La ciudadanía climática se construirá así, por desgracia
Voluntarios organizan y reparten la ayuda a las familias afectadas por la DANA en Valencia. Foto: NACHO DOCE / REUTERS

RUBÈN SURIÑACH PADILLA // Visto en perspectiva, no sabría decir si la crisis ecológica fue mala o si, en realidad, fue la palanca que aceleró los cambios que necesitábamos. Tampoco me atrevería a decir que fue buena, sinceramente. La década de los veinte fue desastrosa… fue la primera vez que nos dimos cuenta de que nadie escaparía del cambio climático; que no había refugio posible, aunque durante décadas las élites se hubieran esforzado en blindar este nuestro viejo continente. Toda esa muerte y ese sufrimiento al que dimos la espalda durante años y años, se hizo tan presente dentro de nuestras fronteras que ya era imposible mirar hacia otro lado.

Mortíferas olas de calor, cortes de suministro eléctrico, interrupción en el abastecimiento de alimentos, sequías crónicas, inundaciones catastróficas… El planeta nos estaba diciendo alto y claro que se había terminado la fiesta. Porque, en el fondo, lo que vivimos durante esos 300 años de capitalismo industrial, fue un paréntesis milagroso, una fiesta regada por unos combustibles que nunca más tendremos.

__TAREA PEDIDA__: Devuelve sin cambios la parte del fragmento sobre la crisis climática que empieza en "La ciudadanía climática" y termina en "hacia otro lado.".

__DATOS PROPORCIONADOS__:
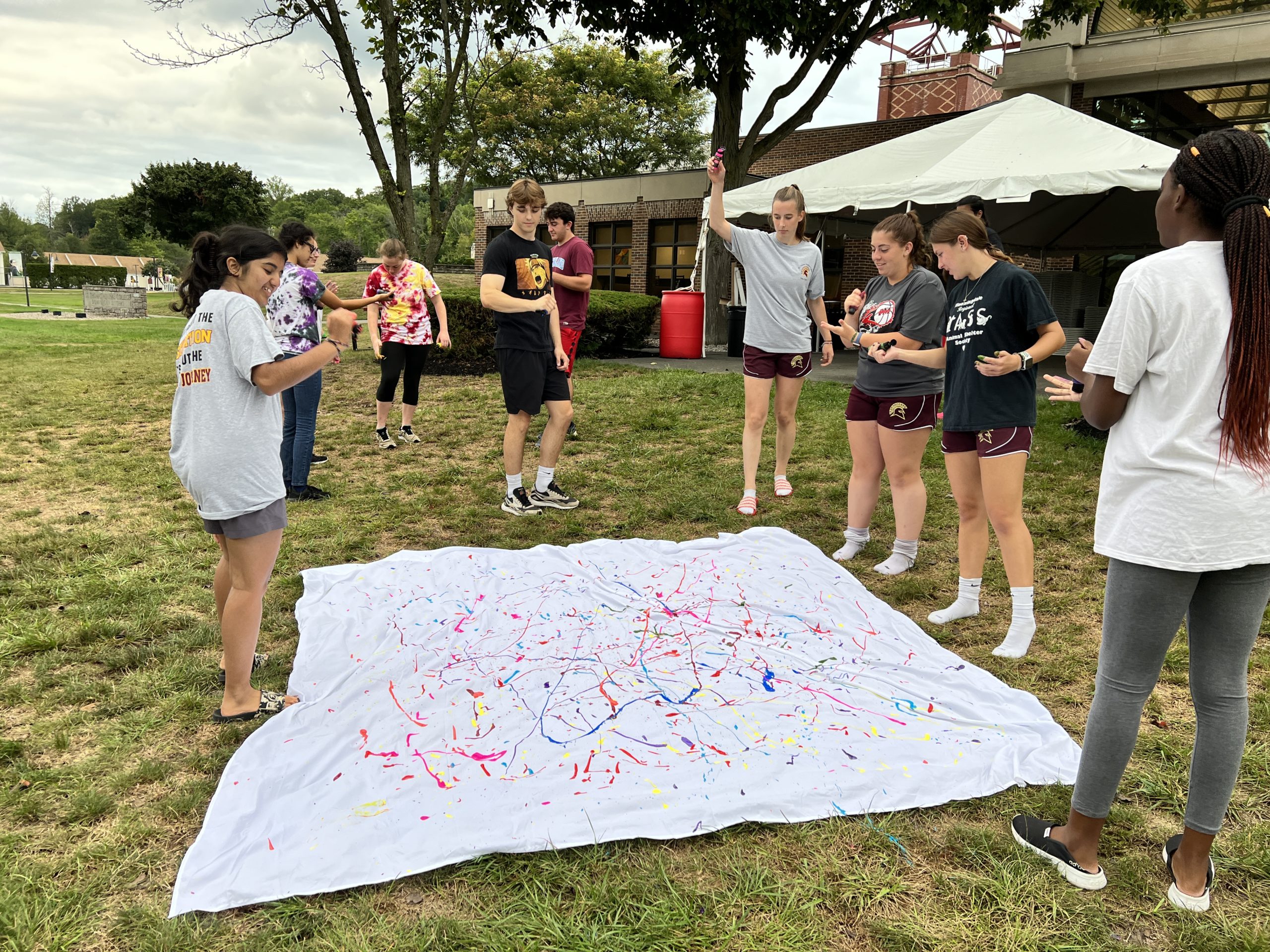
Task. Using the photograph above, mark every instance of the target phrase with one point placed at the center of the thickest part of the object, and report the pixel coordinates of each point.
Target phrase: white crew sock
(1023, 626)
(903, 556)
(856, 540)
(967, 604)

==

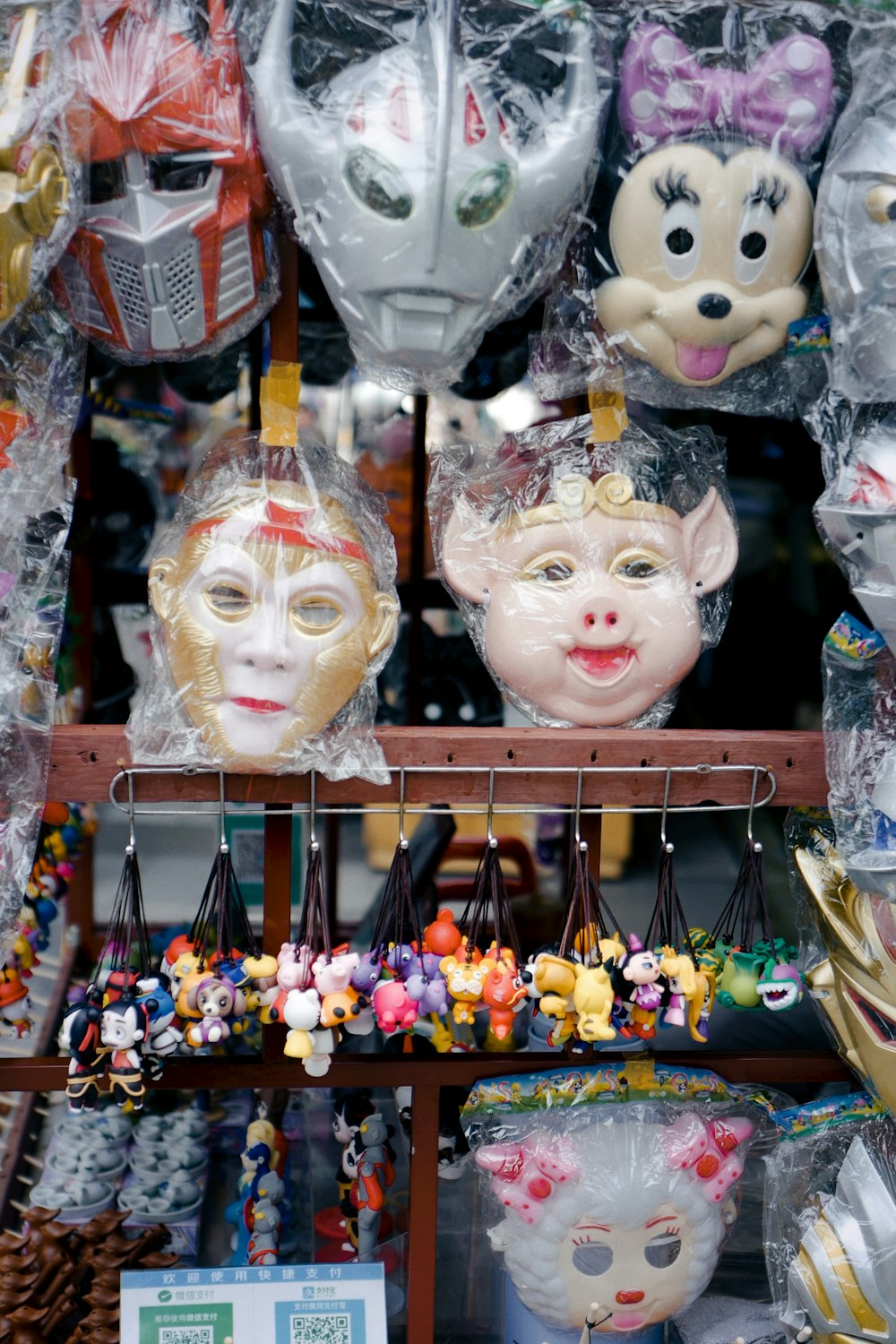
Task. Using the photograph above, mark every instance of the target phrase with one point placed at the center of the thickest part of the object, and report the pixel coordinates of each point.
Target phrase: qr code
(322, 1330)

__RESPUESTA__:
La ciudadanía climática se construirá así, por desgracia
Voluntarios organizan y reparten la ayuda a las familias afectadas por la DANA en Valencia. Foto: NACHO DOCE / REUTERS

RUBÈN SURIÑACH PADILLA // Visto en perspectiva, no sabría decir si la crisis ecológica fue mala o si, en realidad, fue la palanca que aceleró los cambios que necesitábamos. Tampoco me atrevería a decir que fue buena, sinceramente. La década de los veinte fue desastrosa… fue la primera vez que nos dimos cuenta de que nadie escaparía del cambio climático; que no había refugio posible, aunque durante décadas las élites se hubieran esforzado en blindar este nuestro viejo continente. Toda esa muerte y ese sufrimiento al que dimos la espalda durante años y años, se hizo tan presente dentro de nuestras fronteras que ya era imposible mirar hacia otro lado.